⟨

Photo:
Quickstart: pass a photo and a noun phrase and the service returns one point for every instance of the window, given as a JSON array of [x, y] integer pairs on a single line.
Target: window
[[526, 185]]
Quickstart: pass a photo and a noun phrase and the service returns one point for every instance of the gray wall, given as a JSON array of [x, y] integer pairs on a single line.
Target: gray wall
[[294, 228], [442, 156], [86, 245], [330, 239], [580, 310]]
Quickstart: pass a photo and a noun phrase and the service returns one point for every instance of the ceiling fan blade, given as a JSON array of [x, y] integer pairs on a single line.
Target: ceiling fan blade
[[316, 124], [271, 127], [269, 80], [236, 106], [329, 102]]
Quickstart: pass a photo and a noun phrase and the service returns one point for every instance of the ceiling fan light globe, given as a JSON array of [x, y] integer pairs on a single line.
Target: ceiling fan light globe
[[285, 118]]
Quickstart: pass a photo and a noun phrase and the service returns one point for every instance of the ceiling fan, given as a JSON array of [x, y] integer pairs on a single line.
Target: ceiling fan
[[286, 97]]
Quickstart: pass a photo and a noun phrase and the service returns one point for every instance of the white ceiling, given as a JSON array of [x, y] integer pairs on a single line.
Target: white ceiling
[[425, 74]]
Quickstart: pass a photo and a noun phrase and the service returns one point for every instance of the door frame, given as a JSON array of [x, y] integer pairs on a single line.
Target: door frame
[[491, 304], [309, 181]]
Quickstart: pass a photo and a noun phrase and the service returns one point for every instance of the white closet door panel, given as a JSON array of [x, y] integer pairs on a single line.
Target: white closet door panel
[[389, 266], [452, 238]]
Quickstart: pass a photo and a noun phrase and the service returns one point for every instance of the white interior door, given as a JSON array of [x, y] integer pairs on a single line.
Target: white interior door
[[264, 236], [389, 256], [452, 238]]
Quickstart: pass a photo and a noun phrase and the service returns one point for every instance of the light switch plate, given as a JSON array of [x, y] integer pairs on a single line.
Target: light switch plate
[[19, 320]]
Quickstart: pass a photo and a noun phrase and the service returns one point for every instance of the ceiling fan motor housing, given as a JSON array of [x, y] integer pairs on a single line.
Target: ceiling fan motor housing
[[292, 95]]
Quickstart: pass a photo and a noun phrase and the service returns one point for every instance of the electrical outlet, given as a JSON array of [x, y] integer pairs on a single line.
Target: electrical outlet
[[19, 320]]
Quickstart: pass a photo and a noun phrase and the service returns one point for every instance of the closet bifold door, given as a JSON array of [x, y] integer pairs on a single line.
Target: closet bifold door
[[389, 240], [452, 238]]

⟩

## What the task asks
Restate word for word the lines of the data above, starting at the line containing "light globe, given" and ending at the line containing "of the electrical", both included, and nothing more.

## Response to the exercise
Quickstart: pass a photo and a noun phrase and the service returns one point for every instance of the ceiling fan light globe, given as a JSON array of [x, y] integer pairs on a single line.
Target: ceiling fan light globe
[[285, 118]]
Quickstart: pass a photo and a noun phrase and the service returns one point for every instance of the ceiling fan, given as a JSON array of [x, y] integer pairs on a single line.
Target: ceiling fan
[[286, 97]]
Quickstart: pass a photo and a noun phrase and the service returns one point for every instance of the white ceiling, given as a JSON array of [x, y] integer pairs on a single line.
Target: white ceiling
[[425, 74]]
Quickstart: pass a photo and a noun phrase and the service returns one point for every instance of the door frame, given as a JSON array of [x, y] integer pairs on a single line.
Target: door frame
[[491, 304], [309, 181]]
Quickstart: pass a photo and a noun phrase and the service returns one point for every instance of the white closet door panel, given as a JSON array of [x, y] integer pairs on a single line.
Target: white closet door panel
[[389, 266], [452, 238]]
Quickstart: pass a photo and a noun phrase and the service returns one point for every instance of the white interior door, given as a JSON array of [x, y] integer pairs on a single line.
Target: white interior door
[[264, 236], [389, 256], [452, 238]]
Quickstart: pass a photo and a noun phrase and the service returns one point for every instance of the light switch plate, given as a JSON array of [x, y] integer pairs on a single line.
Target: light switch plate
[[19, 320]]
Quickstart: pass a photo and a noun phrase and the service returns one point for every instance of the ceiling fan motor housing, given as a JSON array of [x, y] integer pairs on a single line.
Target: ceiling fan motor housing
[[292, 95]]
Quickstart: pass a photo and a noun phrase and the service returns one point for every instance of the electrical outlet, given as a JSON array of [x, y] integer pairs on a single line.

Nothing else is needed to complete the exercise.